→ Task description: Copy the lines from the one containing "Please, could you outline where the tree trunk" through the end of the listing, inclusive, and shift every coordinate of the returned bounding boxes by -53. Leave all other text unchanged.

— start Data provided —

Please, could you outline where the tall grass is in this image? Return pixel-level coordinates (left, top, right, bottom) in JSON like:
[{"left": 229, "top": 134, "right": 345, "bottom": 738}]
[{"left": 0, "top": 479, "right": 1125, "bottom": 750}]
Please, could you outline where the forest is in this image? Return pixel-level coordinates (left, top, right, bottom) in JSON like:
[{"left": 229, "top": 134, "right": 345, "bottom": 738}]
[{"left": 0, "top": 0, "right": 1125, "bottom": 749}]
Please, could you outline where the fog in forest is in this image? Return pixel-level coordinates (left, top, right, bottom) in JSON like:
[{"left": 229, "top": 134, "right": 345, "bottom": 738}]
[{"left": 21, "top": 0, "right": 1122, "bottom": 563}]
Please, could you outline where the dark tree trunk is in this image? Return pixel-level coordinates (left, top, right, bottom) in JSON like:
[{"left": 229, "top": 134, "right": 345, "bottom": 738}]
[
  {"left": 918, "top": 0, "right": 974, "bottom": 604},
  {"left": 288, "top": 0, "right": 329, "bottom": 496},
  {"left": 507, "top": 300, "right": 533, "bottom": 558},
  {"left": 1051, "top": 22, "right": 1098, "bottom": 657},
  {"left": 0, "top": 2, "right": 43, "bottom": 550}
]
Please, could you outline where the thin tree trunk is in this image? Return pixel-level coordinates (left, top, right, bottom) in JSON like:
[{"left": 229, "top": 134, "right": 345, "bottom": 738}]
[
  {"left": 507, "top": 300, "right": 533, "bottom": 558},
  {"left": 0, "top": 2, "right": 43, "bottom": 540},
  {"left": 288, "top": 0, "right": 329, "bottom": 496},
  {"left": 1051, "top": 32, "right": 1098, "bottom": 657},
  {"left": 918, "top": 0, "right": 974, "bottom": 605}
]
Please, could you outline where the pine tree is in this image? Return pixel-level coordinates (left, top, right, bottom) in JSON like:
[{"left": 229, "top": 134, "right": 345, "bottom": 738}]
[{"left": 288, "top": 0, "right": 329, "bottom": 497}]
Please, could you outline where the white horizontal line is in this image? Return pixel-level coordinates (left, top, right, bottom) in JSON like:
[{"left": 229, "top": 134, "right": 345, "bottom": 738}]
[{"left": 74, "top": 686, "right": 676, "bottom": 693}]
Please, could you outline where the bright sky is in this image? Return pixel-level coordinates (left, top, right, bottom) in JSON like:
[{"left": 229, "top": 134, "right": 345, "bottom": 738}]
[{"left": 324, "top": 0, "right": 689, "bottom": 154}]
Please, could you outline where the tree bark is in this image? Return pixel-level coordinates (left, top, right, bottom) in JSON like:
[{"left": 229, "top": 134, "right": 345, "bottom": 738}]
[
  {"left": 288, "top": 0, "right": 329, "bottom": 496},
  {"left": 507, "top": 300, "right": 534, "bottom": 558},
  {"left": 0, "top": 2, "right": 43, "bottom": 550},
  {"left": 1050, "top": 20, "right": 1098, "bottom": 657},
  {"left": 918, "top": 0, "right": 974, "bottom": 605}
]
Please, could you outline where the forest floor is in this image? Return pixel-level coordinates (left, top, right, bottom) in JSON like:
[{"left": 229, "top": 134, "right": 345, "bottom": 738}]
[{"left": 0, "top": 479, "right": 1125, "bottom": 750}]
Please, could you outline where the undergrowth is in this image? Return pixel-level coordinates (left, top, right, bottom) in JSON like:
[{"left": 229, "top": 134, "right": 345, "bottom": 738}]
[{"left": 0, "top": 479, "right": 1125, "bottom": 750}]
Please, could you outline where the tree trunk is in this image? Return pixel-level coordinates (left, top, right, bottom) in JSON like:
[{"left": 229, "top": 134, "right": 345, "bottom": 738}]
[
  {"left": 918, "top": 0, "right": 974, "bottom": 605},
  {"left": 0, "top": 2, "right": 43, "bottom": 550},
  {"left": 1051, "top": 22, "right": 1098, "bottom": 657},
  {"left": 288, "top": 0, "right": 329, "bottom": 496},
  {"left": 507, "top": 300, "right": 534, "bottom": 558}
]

— end Data provided —

→ In response:
Please, could you outline where the tree trunk is in this image? Return pixel-level coordinates (left, top, right, bottom) in JSON like:
[{"left": 229, "top": 134, "right": 345, "bottom": 738}]
[
  {"left": 865, "top": -53, "right": 921, "bottom": 552},
  {"left": -53, "top": -51, "right": -10, "bottom": 497},
  {"left": 998, "top": -31, "right": 1045, "bottom": 604},
  {"left": 235, "top": -53, "right": 276, "bottom": 443},
  {"left": 454, "top": 247, "right": 481, "bottom": 505}
]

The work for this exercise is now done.